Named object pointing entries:

************

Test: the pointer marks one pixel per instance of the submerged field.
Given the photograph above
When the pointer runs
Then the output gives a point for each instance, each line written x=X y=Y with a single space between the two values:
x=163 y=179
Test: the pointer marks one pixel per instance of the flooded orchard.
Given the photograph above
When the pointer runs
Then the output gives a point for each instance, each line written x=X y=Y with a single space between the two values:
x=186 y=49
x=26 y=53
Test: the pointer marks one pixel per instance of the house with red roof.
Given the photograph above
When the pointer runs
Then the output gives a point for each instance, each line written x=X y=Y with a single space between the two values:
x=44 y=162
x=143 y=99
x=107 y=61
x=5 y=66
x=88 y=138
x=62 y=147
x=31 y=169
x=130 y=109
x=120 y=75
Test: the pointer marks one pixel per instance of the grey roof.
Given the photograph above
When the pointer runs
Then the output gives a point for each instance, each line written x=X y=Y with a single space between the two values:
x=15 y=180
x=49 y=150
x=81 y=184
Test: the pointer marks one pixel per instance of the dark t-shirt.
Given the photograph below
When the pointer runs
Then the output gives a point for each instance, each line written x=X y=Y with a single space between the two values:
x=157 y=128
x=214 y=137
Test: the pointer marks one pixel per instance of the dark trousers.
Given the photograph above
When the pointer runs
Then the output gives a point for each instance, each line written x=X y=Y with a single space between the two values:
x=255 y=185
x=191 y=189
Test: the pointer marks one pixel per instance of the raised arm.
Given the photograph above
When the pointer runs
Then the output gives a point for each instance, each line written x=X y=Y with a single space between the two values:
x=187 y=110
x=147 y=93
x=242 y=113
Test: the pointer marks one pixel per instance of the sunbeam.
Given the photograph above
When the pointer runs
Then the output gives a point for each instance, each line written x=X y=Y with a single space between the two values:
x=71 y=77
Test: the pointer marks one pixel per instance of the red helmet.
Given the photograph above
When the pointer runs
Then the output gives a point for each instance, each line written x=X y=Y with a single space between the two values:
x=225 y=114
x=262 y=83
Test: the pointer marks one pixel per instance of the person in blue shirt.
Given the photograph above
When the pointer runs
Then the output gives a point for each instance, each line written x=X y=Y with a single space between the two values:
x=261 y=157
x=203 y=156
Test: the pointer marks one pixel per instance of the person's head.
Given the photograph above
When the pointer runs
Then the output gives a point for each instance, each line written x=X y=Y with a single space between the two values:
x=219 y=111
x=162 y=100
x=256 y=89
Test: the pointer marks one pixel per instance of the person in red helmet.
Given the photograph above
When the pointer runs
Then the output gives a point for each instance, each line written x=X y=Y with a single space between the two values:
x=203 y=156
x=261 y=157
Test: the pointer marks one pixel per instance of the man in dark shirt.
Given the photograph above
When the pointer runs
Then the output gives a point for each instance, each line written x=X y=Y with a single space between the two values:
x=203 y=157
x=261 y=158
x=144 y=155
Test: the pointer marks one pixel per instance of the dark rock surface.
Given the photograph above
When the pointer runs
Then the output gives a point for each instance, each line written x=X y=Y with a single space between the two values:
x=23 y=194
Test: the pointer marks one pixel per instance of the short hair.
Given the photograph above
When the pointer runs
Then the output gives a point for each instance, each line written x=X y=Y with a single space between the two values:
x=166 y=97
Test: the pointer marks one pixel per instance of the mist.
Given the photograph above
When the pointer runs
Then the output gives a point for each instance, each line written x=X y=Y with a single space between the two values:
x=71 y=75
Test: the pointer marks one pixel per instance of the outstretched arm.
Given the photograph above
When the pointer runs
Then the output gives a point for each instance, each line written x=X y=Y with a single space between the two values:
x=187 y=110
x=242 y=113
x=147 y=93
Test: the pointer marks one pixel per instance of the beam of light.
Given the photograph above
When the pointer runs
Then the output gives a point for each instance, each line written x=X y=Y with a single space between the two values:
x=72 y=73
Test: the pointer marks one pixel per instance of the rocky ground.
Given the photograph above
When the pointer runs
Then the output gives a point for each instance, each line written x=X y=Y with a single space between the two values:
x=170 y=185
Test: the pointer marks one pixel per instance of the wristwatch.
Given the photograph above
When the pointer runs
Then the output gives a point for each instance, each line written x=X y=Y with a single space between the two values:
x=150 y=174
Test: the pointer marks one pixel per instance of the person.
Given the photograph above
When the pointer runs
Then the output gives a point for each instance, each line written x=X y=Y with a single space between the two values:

************

YOUR TASK: Everything from the line with "Test: the pointer marks one pixel per instance of the mist." through the last line of the material above should be echoed exactly, and nothing else.

SOLVED EXERCISE:
Test: the pointer marks one pixel per instance of the mist.
Given the photograph above
When the pointer runs
Then the output gives a point for each instance, each line written x=X y=Y with a single space between the two values:
x=71 y=75
Test: the pointer marks one pixel per instance of the outstretched arm.
Given the photograph above
When the pointer runs
Then the output gives a point for each instance, each line written x=X y=Y with a single space between the two values:
x=187 y=110
x=242 y=113
x=147 y=93
Test: the pointer marks one pixel per instance of the beam of light.
Given the photograph above
When the pointer runs
Then the output gives a point for each instance, each line written x=X y=Y with a single space between the two values:
x=72 y=73
Test: the pointer marks one pixel per instance of the rocky ground.
Given the photograph above
When the pointer runs
Then the output gives a point for each instance, each line written x=X y=Y with a single space between the two values:
x=170 y=185
Test: the pointer marks one pixel per instance of the wristwatch.
Given the photograph above
When the pointer runs
Then the output gives a point for each instance, each line written x=X y=Y with a single space between the two values:
x=150 y=174
Test: the pointer marks one pixel per instance of the person.
Given the photograph above
When the pointer runs
Then the output gives a point for each instance, each line written x=X y=Y with a single space between the two values:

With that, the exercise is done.